=== Given text ===

-- Opening Marker --

Review: Netflix series “Insatiable” is filled with insensitivity and crude humor


At first glance, August was the progressive moviegoer’s dream. Jon Chu’s Crazy Rich Asians and the Netflix-released To All The Boys I’ve Loved Before depicted Asian and Asian-American characters in ways not often brought to the big screen, while Spike Lee’s BlacKkKlansman provided audiences with a swashbuckling tale of Ku Klux Klan villainy and African American bravado.

But for every thoughtful, poignant piece of work which graces our silver screens, out stumbles a blundering, ignorant mess of a show that seems to eschew common sensibilities in favor of lowbrow, ill-placed attempts at humor. Last month, that show was Insatiable, a Netflix series featuring moon-faced Disney star Debby Ryan as a once overweight, now angelically attractive and skinny (but no correlation, right?) Georgian teenager who develops a penchant for pageantry — beauty pageants, to be specific.

It’s interesting that Insatiable chooses to center its plot around pageants and competitions; were the show itself to be entered in such a contest, it’d be uncontested for its lazy writing and plot, crude humor and insensitivity.

Exhibit A: within its first thirty minutes of run time, the series hinges its events on two false sexual assault allegations. A central protagonist’s voiceover wistfully accepts his new identity, stating, “I was an accused molester saying the victim had made it up — which was almost as bad as if I’d actually done it.”

In the age of #MeToo, such a movie isn’t just superficially misguided. On a deeper level, it further propels the false notion that sexual assault is an “out” for women, a tool they can leverage when they find themselves merely unhappy. The allegations are used as a source of comedy, and are essentially wiped from the characters’ memories by the third episode. It’s lazy and insensitive to treat sexual assault as nothing more than a fleeting plot device, and it’s evident that Insatiable views it as nothing more.

-- Closing Marker --

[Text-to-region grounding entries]
-- Opening Marker --

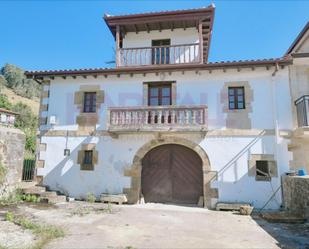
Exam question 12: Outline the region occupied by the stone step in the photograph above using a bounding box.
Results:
[40,191,57,198]
[216,202,250,211]
[48,195,67,204]
[22,186,66,204]
[21,186,46,195]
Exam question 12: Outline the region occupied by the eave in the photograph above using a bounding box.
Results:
[25,57,292,79]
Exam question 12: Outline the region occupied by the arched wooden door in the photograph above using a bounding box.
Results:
[142,144,203,204]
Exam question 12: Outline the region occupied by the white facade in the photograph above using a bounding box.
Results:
[38,65,292,208]
[31,7,309,209]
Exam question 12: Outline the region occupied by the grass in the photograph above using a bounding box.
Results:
[0,188,22,207]
[4,212,65,249]
[0,161,7,186]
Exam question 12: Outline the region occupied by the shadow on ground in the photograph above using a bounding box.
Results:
[252,215,309,249]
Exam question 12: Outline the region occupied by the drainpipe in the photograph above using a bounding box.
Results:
[270,62,282,206]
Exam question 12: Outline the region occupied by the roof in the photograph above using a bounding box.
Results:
[104,5,215,37]
[285,22,309,55]
[0,108,19,115]
[25,57,291,79]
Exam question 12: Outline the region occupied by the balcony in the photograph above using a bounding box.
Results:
[108,106,207,132]
[116,43,201,67]
[0,108,18,127]
[295,95,309,127]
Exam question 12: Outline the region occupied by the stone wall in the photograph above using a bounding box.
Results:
[282,176,309,218]
[0,127,25,196]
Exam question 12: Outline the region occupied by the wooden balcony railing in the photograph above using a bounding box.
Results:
[116,43,201,67]
[108,106,207,131]
[295,95,309,127]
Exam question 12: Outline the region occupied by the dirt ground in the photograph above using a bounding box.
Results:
[0,202,309,249]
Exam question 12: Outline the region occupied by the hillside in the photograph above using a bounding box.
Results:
[0,86,40,115]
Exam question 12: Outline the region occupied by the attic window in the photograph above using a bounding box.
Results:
[84,150,93,165]
[84,92,97,113]
[256,160,271,181]
[228,87,245,110]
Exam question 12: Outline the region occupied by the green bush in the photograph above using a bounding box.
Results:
[5,212,14,222]
[0,94,13,110]
[0,162,7,186]
[0,189,22,206]
[1,64,40,98]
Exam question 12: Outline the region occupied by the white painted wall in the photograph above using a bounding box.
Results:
[38,65,293,208]
[42,69,292,130]
[123,28,199,48]
[38,134,287,209]
[118,28,200,66]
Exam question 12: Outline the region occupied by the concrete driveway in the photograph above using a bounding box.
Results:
[18,202,292,249]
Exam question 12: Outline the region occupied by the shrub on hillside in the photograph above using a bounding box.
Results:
[1,64,40,98]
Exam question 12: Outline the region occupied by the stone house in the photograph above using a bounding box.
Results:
[26,6,309,209]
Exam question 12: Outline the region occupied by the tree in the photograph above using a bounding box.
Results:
[12,102,38,153]
[0,75,7,92]
[0,94,13,110]
[1,64,40,98]
[1,64,25,88]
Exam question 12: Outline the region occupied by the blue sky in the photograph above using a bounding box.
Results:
[0,0,309,70]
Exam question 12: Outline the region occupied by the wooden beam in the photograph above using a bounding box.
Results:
[198,22,204,64]
[116,25,120,67]
[145,23,150,33]
[133,24,138,34]
[122,25,127,35]
[171,22,174,31]
[158,22,162,32]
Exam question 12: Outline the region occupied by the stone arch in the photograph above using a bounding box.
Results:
[124,137,218,208]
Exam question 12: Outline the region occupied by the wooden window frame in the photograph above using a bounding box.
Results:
[83,150,93,165]
[147,82,173,106]
[81,150,94,170]
[83,92,97,113]
[151,39,171,65]
[255,160,271,181]
[228,86,246,110]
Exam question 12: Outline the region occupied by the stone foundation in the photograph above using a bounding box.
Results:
[0,127,25,197]
[282,176,309,218]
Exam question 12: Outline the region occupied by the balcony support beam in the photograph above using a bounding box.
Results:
[116,25,120,67]
[198,21,204,64]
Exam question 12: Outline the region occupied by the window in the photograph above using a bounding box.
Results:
[84,92,97,112]
[148,84,172,106]
[151,39,171,64]
[256,160,271,181]
[84,150,93,165]
[228,87,245,110]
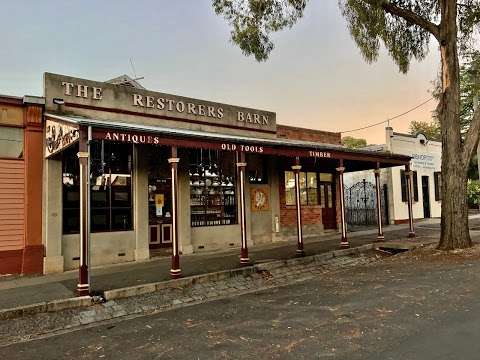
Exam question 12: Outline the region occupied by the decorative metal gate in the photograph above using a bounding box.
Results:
[345,179,388,226]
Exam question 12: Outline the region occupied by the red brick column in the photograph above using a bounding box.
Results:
[292,157,305,256]
[405,164,415,238]
[237,152,250,265]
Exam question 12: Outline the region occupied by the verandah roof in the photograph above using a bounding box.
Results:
[45,113,411,171]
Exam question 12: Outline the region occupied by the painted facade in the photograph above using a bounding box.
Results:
[0,96,44,274]
[0,73,416,284]
[345,127,442,224]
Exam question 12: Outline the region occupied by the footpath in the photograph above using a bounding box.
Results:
[0,219,446,312]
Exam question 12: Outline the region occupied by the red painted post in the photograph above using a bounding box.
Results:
[292,157,305,256]
[77,127,90,296]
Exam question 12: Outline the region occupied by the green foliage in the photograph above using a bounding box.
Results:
[342,136,367,149]
[213,0,307,61]
[467,153,479,180]
[339,0,438,73]
[467,180,480,208]
[408,121,441,141]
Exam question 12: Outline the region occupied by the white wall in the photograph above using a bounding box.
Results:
[344,128,442,223]
[387,128,442,221]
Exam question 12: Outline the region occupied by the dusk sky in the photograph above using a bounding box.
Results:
[0,0,439,143]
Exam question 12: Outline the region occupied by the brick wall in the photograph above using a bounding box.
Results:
[277,125,342,145]
[279,171,322,227]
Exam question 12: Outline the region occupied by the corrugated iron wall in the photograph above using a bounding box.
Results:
[0,159,24,251]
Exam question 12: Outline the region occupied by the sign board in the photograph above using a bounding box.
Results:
[44,73,276,133]
[45,119,80,157]
[250,186,270,211]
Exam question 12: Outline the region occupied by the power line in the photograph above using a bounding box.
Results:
[340,97,434,134]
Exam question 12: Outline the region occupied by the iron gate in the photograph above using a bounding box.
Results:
[345,179,388,226]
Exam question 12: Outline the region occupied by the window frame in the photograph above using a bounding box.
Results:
[283,170,334,207]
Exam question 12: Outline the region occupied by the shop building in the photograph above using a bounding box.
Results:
[345,127,442,224]
[0,95,44,274]
[43,73,413,293]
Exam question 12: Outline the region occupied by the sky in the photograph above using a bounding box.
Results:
[0,0,439,144]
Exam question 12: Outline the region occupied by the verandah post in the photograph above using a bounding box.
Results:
[405,164,415,238]
[168,146,182,278]
[236,151,250,265]
[77,126,90,296]
[374,162,385,241]
[292,156,305,256]
[336,159,350,248]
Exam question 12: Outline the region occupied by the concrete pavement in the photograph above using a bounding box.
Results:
[4,232,480,360]
[0,219,454,309]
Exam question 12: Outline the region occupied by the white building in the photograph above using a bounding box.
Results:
[345,127,442,224]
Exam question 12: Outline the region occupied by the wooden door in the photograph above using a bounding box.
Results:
[319,182,337,229]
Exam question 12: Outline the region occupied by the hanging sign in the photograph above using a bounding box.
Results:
[45,119,80,158]
[250,187,270,211]
[155,194,165,216]
[44,73,276,133]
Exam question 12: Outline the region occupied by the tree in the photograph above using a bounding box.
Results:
[213,0,480,250]
[408,120,441,141]
[342,136,367,149]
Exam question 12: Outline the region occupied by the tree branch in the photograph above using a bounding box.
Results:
[362,0,440,42]
[462,108,480,166]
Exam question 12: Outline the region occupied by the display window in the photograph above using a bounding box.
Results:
[62,145,80,234]
[62,141,133,234]
[189,149,237,227]
[284,171,333,207]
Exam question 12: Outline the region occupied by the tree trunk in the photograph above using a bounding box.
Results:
[438,0,472,250]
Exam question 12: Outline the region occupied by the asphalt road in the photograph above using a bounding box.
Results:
[0,243,480,360]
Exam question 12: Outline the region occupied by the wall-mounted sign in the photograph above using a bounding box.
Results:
[92,128,338,159]
[250,186,270,211]
[155,194,165,216]
[308,151,332,158]
[45,119,80,157]
[44,73,276,133]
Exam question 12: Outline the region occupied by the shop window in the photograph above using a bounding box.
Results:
[306,172,318,205]
[318,173,333,209]
[189,150,237,227]
[285,171,333,206]
[0,126,23,159]
[90,141,133,232]
[400,170,418,202]
[433,171,442,201]
[62,145,80,234]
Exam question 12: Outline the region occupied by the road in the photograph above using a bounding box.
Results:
[0,243,480,360]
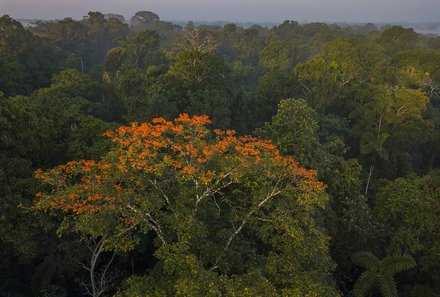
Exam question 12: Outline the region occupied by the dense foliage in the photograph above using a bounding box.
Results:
[0,11,440,297]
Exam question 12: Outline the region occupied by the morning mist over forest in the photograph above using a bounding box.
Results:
[0,0,440,297]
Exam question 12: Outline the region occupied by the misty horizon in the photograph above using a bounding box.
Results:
[0,0,440,23]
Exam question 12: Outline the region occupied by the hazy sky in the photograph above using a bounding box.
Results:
[0,0,440,22]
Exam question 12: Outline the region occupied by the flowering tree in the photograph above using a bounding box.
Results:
[35,114,334,296]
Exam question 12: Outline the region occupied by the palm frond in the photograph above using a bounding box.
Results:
[378,273,397,297]
[380,254,416,275]
[351,251,380,270]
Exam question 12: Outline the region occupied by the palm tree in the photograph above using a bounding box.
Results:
[351,251,416,297]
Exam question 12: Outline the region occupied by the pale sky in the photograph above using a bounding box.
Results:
[0,0,440,22]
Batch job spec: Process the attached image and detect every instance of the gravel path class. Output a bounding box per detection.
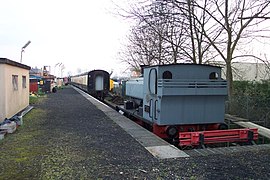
[0,87,270,179]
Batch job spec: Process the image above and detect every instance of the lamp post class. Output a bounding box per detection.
[20,41,31,63]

-- Closing Marker --

=== Task to carry out ===
Answer these questions from the Insatiable review:
1. Which Disney star plays the lead in Insatiable?
2. What kind of pageants does the main character take an interest in?
3. By which episode are the allegations essentially wiped from the characters' memories?
Answer from the review alone.

=== Task answer ===
1. Debby Ryan
2. Beauty pageants
3. The third episode